■ Records to process:
--- BEGIN ---
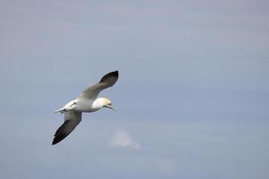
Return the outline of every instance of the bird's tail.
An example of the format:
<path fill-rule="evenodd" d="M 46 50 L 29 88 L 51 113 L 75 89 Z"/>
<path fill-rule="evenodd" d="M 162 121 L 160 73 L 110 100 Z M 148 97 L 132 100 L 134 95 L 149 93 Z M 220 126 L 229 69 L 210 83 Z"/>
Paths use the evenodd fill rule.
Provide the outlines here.
<path fill-rule="evenodd" d="M 65 111 L 65 107 L 56 110 L 54 113 L 64 113 Z"/>

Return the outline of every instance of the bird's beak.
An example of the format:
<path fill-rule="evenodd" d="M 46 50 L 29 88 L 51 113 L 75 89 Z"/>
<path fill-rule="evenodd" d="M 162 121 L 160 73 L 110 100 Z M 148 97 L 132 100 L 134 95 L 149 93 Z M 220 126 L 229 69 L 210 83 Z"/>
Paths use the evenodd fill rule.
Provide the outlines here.
<path fill-rule="evenodd" d="M 111 105 L 107 105 L 107 106 L 105 106 L 105 107 L 108 107 L 109 109 L 116 111 L 116 109 Z"/>

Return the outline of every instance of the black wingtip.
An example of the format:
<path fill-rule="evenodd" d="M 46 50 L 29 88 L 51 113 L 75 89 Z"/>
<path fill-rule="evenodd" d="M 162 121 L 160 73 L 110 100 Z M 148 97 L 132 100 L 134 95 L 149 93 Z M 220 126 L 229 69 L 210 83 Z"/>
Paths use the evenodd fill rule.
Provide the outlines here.
<path fill-rule="evenodd" d="M 111 72 L 108 72 L 108 74 L 106 74 L 105 76 L 103 76 L 103 78 L 100 81 L 100 82 L 105 81 L 109 77 L 114 77 L 114 78 L 118 78 L 118 71 L 114 71 Z"/>

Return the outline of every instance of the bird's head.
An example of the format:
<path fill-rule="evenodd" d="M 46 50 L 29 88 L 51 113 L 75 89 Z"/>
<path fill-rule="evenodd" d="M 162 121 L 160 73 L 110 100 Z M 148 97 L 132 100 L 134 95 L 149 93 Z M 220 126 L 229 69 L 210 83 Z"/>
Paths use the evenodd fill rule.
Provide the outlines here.
<path fill-rule="evenodd" d="M 110 108 L 113 110 L 116 110 L 113 107 L 112 107 L 112 103 L 108 98 L 100 98 L 100 103 L 102 107 L 107 107 L 107 108 Z"/>

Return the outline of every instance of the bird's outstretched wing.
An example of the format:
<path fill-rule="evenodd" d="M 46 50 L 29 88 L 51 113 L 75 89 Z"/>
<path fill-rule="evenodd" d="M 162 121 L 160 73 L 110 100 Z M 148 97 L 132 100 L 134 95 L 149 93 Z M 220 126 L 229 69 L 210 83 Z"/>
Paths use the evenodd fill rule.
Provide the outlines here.
<path fill-rule="evenodd" d="M 64 140 L 82 121 L 82 112 L 65 112 L 65 123 L 57 129 L 54 135 L 52 145 Z"/>
<path fill-rule="evenodd" d="M 95 99 L 102 90 L 105 90 L 108 87 L 112 87 L 116 83 L 117 79 L 118 79 L 117 71 L 109 72 L 105 76 L 103 76 L 98 83 L 91 87 L 88 87 L 85 90 L 83 90 L 80 98 Z"/>

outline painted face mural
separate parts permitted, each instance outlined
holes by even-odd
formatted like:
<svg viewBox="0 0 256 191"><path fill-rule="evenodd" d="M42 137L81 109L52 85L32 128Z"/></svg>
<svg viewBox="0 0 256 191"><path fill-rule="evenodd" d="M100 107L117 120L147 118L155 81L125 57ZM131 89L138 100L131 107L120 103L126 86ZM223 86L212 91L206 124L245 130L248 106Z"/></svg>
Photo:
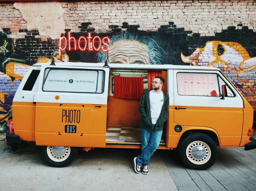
--- END ---
■ Required task: Convert every line of the records above into a Markdown table with the columns Row and Line, giving each row a number. Omit the blank lines and the pictures.

■ Response:
| Row | Line |
|---|---|
| 1 | Return the outline of every instance of the bird's tail. |
| 2 | An example of the format: |
| 3 | <path fill-rule="evenodd" d="M 46 50 L 29 88 L 51 113 L 75 89 Z"/> |
| 4 | <path fill-rule="evenodd" d="M 162 121 L 160 73 L 110 100 Z M 148 97 L 132 100 L 134 95 L 149 93 Z M 220 126 L 229 69 L 210 83 Z"/> |
| 5 | Paths use the evenodd fill rule. |
| 6 | Provide the outlines here. |
| 7 | <path fill-rule="evenodd" d="M 65 111 L 65 107 L 56 110 L 54 113 L 64 113 Z"/> |
| 8 | Return the outline of every instance of the bird's beak. |
| 9 | An example of the format: |
| 10 | <path fill-rule="evenodd" d="M 46 50 L 29 88 L 51 113 L 75 89 Z"/> |
| 11 | <path fill-rule="evenodd" d="M 162 121 L 160 73 L 110 100 Z M 148 97 L 132 100 L 134 95 L 149 93 Z M 220 126 L 229 69 L 210 83 Z"/> |
| 12 | Paths use the evenodd fill rule. |
| 13 | Provide the outlines here. |
| 14 | <path fill-rule="evenodd" d="M 111 105 L 107 105 L 107 106 L 105 106 L 105 107 L 108 107 L 109 109 L 116 111 L 116 109 Z"/> |
| 15 | Return the outline of every instance of the black wingtip. |
| 16 | An example of the format: |
| 17 | <path fill-rule="evenodd" d="M 46 50 L 29 88 L 51 113 L 75 89 Z"/> |
| 18 | <path fill-rule="evenodd" d="M 162 121 L 160 73 L 110 100 Z M 148 97 L 132 100 L 134 95 L 149 93 Z M 220 126 L 229 69 L 210 83 Z"/> |
| 19 | Paths use the evenodd fill rule. |
| 20 | Provide the outlines here. |
| 21 | <path fill-rule="evenodd" d="M 111 72 L 108 72 L 108 74 L 106 74 L 105 76 L 103 76 L 103 78 L 100 81 L 100 82 L 105 81 L 109 77 L 114 77 L 114 78 L 118 78 L 118 71 L 114 71 Z"/> |
| 22 | Return the outline of every instance of the bird's head. |
| 23 | An example of the format: |
| 24 | <path fill-rule="evenodd" d="M 46 50 L 29 88 L 51 113 L 75 89 Z"/> |
| 25 | <path fill-rule="evenodd" d="M 162 121 L 160 73 L 110 100 Z M 148 97 L 132 100 L 134 95 L 149 93 Z M 220 126 L 229 69 L 210 83 Z"/> |
| 26 | Paths use the evenodd fill rule. |
| 27 | Provide the outlines here. |
| 28 | <path fill-rule="evenodd" d="M 110 108 L 113 110 L 116 110 L 113 107 L 112 107 L 112 103 L 108 98 L 100 98 L 100 103 L 102 107 L 107 107 L 107 108 Z"/> |
| 29 | Return the outline of every instance of the bird's outstretched wing. |
| 30 | An example of the format: |
| 31 | <path fill-rule="evenodd" d="M 46 50 L 29 88 L 51 113 L 75 89 Z"/> |
| 32 | <path fill-rule="evenodd" d="M 162 121 L 160 73 L 110 100 Z M 148 97 L 132 100 L 134 95 L 149 93 Z M 220 126 L 229 69 L 210 83 Z"/> |
| 33 | Paths use the evenodd fill rule. |
| 34 | Provide the outlines here. |
| 35 | <path fill-rule="evenodd" d="M 64 140 L 82 121 L 82 112 L 65 112 L 65 123 L 57 129 L 54 135 L 52 145 Z"/> |
| 36 | <path fill-rule="evenodd" d="M 95 99 L 102 90 L 105 90 L 108 87 L 112 87 L 116 83 L 117 79 L 118 79 L 117 71 L 109 72 L 105 76 L 103 76 L 98 83 L 91 87 L 88 87 L 85 90 L 83 90 L 80 98 Z"/> |
| 37 | outline painted face mural |
| 38 | separate parts permitted, each instance outlined |
| 39 | holes by even-odd |
| 40 | formatted like: |
| 41 | <svg viewBox="0 0 256 191"><path fill-rule="evenodd" d="M42 137L81 109L52 85L32 128Z"/></svg> |
| 42 | <svg viewBox="0 0 256 191"><path fill-rule="evenodd" d="M100 107L117 120L147 118L155 81L125 57ZM131 89L138 100L131 107L120 103L126 86ZM223 86L212 91L206 124L245 130L248 106Z"/></svg> |
| 43 | Photo: |